[SOURCE TEXT]:
== Segment start ==
An Evening with Neil Gaiman

There’s a short list of people on this earth that I consider to be a personal celebrity. Over the years, I’ve encountered A-list actors, B-list performers, and various other singers, voice actors, dancers, politicians, childhood heroes, and even the odd and occasional circus act. 

Last night, I attended An Evening with Neil Gaiman, a culmination of the past four years of my life. Before COVID, Neil hosted an author talk fairly regularly at a local theater, and the year I decided to finally attend, the whole world shut down with no promise of reopening. I spent every week since then refreshing his website, hoping to see an update, until last October when he announced a new national tour. I bought the tickets at that moment with no hesitation. 

Unfortunately, I didn’t realize An Evening with Neil Gaiman fell on Mother’s Day which led to a fun and lively conversation with my mom earlier that week. More so than that, I also realized I had given my mom a pair of tickets to the Swan Lake matinee that same day. It took a couple of hours of extreme panic before noticing both events were at the same venue, and therefore possible to attend both. 

A couple of friends picked me up for dinner after I wished my mom goodbye, and we anxiously waited for the doors to open at 6 p.m., determined to arrive as soon as possible to grab a couple autographed books. 

Despite being one of the first 20 people in line, we waited for the better part of an hour and a half at the merch table. But you know what? It was worth it. I ended up buying eight books, six more than I originally intended. We made our way to our seats and I sat incredibly still for two and a half hours, new books in my lap.

I like to think Neil had to walk through the Swan Lake set to get to his center stage podium, and it’s hard to imagine anything more fitting than that. He looked exactly as I expected him to, a photocopy of the Simpsons version of himself. Then it was just him, the podium, and a room full of eager listeners for the better part of two hours.
== Segment end ==
[DATASET CONTENT]:
== Segment start ==
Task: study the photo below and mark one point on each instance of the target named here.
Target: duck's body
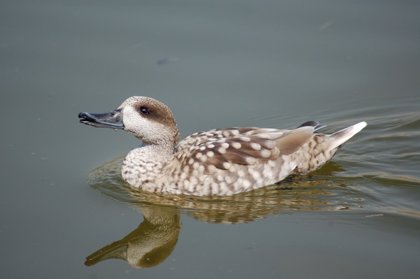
(217, 162)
== Segment end ==
Render this sentence from the Neil Gaiman evening text in Spanish: "I bought the tickets at that moment with no hesitation."

[RESPONSE TO THIS TASK]: Compré las entradas en ese momento sin dudarlo.